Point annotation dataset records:

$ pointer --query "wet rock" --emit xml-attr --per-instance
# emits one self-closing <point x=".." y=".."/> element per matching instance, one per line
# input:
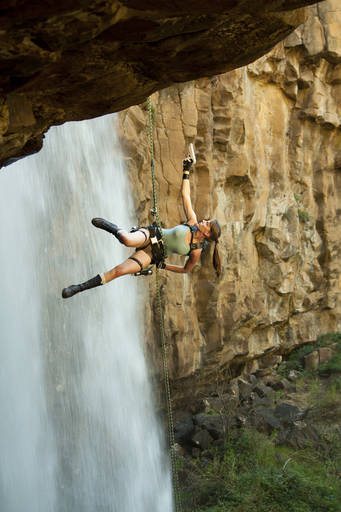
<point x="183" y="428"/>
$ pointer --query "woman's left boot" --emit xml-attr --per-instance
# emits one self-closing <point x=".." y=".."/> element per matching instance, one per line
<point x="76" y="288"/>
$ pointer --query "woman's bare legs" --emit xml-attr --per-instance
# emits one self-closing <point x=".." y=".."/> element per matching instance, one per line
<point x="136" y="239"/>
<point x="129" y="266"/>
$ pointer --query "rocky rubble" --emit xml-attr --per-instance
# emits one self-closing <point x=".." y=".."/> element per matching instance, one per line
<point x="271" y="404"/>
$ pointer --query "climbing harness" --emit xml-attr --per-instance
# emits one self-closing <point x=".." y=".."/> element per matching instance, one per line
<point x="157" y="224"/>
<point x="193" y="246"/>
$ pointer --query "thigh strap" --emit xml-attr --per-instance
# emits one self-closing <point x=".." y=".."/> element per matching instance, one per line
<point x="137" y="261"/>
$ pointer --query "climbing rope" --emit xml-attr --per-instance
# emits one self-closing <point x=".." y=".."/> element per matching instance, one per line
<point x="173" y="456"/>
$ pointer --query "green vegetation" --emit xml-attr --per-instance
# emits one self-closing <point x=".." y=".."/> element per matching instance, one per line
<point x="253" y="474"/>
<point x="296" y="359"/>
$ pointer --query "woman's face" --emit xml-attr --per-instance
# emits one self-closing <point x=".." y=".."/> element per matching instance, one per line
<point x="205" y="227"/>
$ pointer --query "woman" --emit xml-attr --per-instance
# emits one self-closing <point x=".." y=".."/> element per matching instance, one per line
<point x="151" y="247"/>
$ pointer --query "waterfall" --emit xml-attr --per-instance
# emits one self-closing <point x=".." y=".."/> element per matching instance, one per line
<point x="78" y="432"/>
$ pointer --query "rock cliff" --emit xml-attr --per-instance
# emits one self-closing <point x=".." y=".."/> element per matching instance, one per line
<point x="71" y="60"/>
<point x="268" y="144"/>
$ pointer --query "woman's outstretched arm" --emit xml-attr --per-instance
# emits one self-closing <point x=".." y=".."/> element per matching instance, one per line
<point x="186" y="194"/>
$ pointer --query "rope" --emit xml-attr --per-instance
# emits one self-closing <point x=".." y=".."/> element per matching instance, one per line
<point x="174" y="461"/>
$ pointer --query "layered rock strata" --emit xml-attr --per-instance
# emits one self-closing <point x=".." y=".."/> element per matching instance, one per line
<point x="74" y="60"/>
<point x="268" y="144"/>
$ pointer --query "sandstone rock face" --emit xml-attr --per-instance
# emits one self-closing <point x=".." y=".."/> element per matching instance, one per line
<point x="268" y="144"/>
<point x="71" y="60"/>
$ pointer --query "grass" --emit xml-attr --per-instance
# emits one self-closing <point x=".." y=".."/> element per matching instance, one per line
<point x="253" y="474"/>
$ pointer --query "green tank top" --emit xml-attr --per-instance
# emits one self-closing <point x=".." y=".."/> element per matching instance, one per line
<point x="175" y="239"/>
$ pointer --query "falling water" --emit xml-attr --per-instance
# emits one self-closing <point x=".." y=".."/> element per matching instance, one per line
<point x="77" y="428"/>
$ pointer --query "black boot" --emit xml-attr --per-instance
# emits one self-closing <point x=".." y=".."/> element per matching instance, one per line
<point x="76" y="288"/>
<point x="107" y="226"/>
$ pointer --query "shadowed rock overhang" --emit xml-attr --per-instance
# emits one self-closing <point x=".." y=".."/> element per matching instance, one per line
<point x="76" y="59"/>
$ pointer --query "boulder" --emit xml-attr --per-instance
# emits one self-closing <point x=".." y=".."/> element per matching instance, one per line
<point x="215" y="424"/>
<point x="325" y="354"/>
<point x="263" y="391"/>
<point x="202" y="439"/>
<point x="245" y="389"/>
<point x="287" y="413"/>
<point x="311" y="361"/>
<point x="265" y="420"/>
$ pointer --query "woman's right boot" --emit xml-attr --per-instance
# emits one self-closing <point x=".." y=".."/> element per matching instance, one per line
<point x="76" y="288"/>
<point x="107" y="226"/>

Given problem: Restate the data above word for word. Do not include the images.

Solution to this exercise:
$ pointer --query "wet rock" --emit xml-attr --per-instance
# emits one self-closing <point x=".." y=".."/> element per matching instance, one per line
# input:
<point x="183" y="428"/>
$ pointer --query "woman's left boot" --emit xml-attr --per-instance
# emits one self-closing <point x=".." y=".."/> element per matching instance, one per line
<point x="76" y="288"/>
$ pointer --query "woman's bare legs" --emit xml-attr --per-instance
# emits one self-closing <point x=".." y=".."/> element per matching instance, one per line
<point x="136" y="239"/>
<point x="129" y="266"/>
$ pointer --query "rocky rubble" --emit xml-attr --per-instance
# emits one self-closing <point x=".." y=".."/> element per matching instance, one per line
<point x="271" y="404"/>
$ pointer --query "climbing harness" --emit xml-attr --per-instance
# emits one self-closing <point x=".." y=".."/> element per matching instance, one per line
<point x="157" y="224"/>
<point x="193" y="246"/>
$ pointer --query "thigh strap" --emit xml-attr --per-instance
# emits one self-closing <point x=".." y=".."/> element per matching instance, one per line
<point x="137" y="261"/>
$ pointer --query "climbing rope" --emit xml-attr --per-instance
# emits one self-closing <point x=".." y=".."/> element per matching instance, one per line
<point x="173" y="456"/>
$ pointer --query "green vegetation" --emit xml-attr --per-instance
# emits one self-closing <point x=".." y=".."/> element per matching instance, one per line
<point x="253" y="474"/>
<point x="296" y="359"/>
$ pointer --query "woman's face" --emit xml-attr --per-instance
# emits one self-closing <point x=".." y=".."/> element per matching instance, one per line
<point x="205" y="227"/>
$ pointer --query "woman" --emit xml-attr --per-instance
# emits one self-closing <point x=".." y=".."/> element per matching instance, one per line
<point x="151" y="247"/>
$ pointer --query "waterfall" --emit xml-attr --per-instance
# emits one self-closing <point x=".." y=".."/> element per matching instance, one per line
<point x="78" y="432"/>
$ pointer --query "rock cliff" --emit xml-attr --per-instance
# emits one self-closing <point x=".." y=".."/> element per matching instance, one per line
<point x="71" y="60"/>
<point x="268" y="144"/>
$ pointer --query "woman's outstretched arm" --emit xml-attr --per-instance
# emits one self-closing <point x=".." y=".."/> element per matching instance, one per line
<point x="186" y="194"/>
$ pointer --query "rope" --emit xml-attr --per-instance
# emits one self-closing <point x=".." y=".."/> element per matching instance, one per line
<point x="174" y="461"/>
$ pointer --query "layered rock strata" --emit xml-attr --per-instance
# emits one self-closing <point x=".." y=".."/> element per matching instance, one per line
<point x="74" y="60"/>
<point x="268" y="144"/>
$ pointer --query "sandstone rock face" --emit xml-attr --per-instance
# emits one self-closing <point x=".." y=".."/> element per matching instance, one per line
<point x="268" y="144"/>
<point x="71" y="60"/>
$ pointer --query "grass" --emit xml-attr --per-instance
# emits one self-closing <point x=".." y=".."/> element per matching instance, one per line
<point x="253" y="474"/>
$ pointer --query "green tank top" --emit xml-attr --per-instance
# emits one self-closing <point x=".." y=".."/> element per matching instance, one per line
<point x="175" y="239"/>
$ pointer --query "falling water" --emit xml-attr --per-instance
# emits one self-closing <point x=".." y=".."/> element per matching instance, one per line
<point x="77" y="428"/>
$ pointer --query "black boot" --emit xml-attr --per-instance
# emits one self-closing <point x=".." y=".."/> element per matching instance, one per line
<point x="76" y="288"/>
<point x="107" y="226"/>
$ pointer --query "shadowed rock overhang" --emit xml-attr --per-instance
# emits one self-closing <point x=".." y=".."/> element per matching instance, one per line
<point x="76" y="59"/>
$ pointer --query "boulder" --emit xml-attr --per-instance
# emits one self-closing <point x=".." y=".."/> element per matching instance, one per line
<point x="215" y="424"/>
<point x="325" y="354"/>
<point x="263" y="391"/>
<point x="202" y="439"/>
<point x="245" y="389"/>
<point x="287" y="413"/>
<point x="311" y="361"/>
<point x="265" y="420"/>
$ pointer --query "woman's right boot" --emit xml-attr --per-instance
# emits one self-closing <point x=".." y=".."/> element per matching instance, one per line
<point x="76" y="288"/>
<point x="107" y="226"/>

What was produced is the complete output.